■ **What is needed**
Exclude any images and output the remaining records exactly.

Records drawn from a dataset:
^^^^^^^^^^^^^^^^

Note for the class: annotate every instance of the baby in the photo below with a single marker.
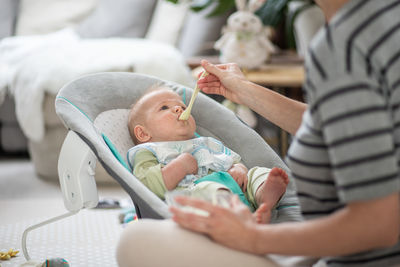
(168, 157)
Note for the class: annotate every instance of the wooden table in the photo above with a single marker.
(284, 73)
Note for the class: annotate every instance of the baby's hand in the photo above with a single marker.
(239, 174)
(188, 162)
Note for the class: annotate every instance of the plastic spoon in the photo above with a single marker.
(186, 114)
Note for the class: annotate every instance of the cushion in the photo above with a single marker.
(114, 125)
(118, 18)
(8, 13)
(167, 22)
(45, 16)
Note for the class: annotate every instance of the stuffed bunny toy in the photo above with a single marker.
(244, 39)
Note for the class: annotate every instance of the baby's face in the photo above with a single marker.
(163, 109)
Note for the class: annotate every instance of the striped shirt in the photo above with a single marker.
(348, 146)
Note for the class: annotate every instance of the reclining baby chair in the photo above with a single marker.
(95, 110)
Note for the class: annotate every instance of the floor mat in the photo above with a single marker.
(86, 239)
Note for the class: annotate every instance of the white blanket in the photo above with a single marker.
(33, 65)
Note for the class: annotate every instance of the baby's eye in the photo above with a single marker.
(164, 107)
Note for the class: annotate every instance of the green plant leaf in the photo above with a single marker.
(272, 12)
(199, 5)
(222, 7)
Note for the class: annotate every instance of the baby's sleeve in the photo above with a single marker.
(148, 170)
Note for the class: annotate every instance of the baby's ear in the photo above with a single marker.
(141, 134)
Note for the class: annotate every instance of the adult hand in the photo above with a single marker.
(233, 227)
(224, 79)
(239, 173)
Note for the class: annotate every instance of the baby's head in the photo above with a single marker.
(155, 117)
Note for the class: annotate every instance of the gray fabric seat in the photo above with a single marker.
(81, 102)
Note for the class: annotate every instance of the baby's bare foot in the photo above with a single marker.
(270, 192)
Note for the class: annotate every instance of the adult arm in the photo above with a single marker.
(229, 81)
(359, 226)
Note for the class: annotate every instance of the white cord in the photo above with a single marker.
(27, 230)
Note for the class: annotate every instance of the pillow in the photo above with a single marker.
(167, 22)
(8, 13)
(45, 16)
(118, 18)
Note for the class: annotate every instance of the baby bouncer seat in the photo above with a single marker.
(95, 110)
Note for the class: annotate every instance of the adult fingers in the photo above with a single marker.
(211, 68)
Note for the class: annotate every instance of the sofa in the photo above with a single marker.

^^^^^^^^^^^^^^^^

■ **Solution to this problem**
Note for the class: annotate every instance of the baby in the photo below with a single marker.
(168, 157)
Note for the class: annotate every instance of the wooden table in the photo above with a single marker.
(284, 73)
Note for the class: annotate every instance of the baby's hand in the photo above with a single marker.
(239, 174)
(188, 162)
Note for the class: annotate every instance of the plastic spoon in the photo above with a single marker.
(186, 114)
Note for the class: annotate every instance of the cushion in the photo above with a single marker.
(114, 125)
(118, 18)
(8, 13)
(167, 22)
(45, 16)
Note for the class: annotate every instance of the stuffed bunny toy in the photo above with a single marker.
(244, 39)
Note for the class: annotate every instance of the baby's face in the photo above with a single marker.
(163, 109)
Note for the class: annotate every instance of the striped shirt in the photo above with a single marker.
(348, 146)
Note for the class: annotate every instance of the reclining baby chair in the photo above with a single marker.
(95, 110)
Note for the class: annotate every instance of the floor mat in the photo above with a single marker.
(86, 239)
Note for the class: annotate every instance of the white blanket in the photo above with a single marker.
(33, 65)
Note for the class: annotate every instance of the baby's eye in the photo above with a single marker.
(164, 107)
Note for the class: annotate every instance of the green plant leaf in the photo above with a single marker.
(272, 12)
(199, 5)
(222, 7)
Note for the class: annotate every instance of the baby's sleeve in the photo above with a single marker.
(148, 170)
Note for the class: annotate every instance of the baby's ear in the photo above with a single marker.
(141, 134)
Note for the class: annotate every instance of the adult hand in the photo above with a single marker.
(233, 227)
(224, 79)
(239, 173)
Note for the class: annotate every instance of the baby's head in the photo above with a single marker.
(155, 117)
Note for the class: annotate every instance of the gray fabric seat in the photo above with a single marker.
(81, 102)
Note for the class: annotate every instance of the baby's bare foot in the photo above with a single marker.
(270, 192)
Note for the class: annotate every instance of the adult arm in the photo above with a single marker.
(229, 81)
(359, 226)
Note for the class: annotate every instance of the white cord in the photo above with a single marker.
(27, 230)
Note for the class: annotate every instance of the pillow in the photo above with a single marker.
(167, 22)
(8, 13)
(45, 16)
(118, 18)
Note for the class: annotate every instance of the baby bouncer seat in the photo above with a single marker.
(95, 110)
Note for the class: annotate every instance of the adult fingers in the photo above with a single marker.
(211, 68)
Note for the class: annotate every instance of the sofa in the photo above with a single marker.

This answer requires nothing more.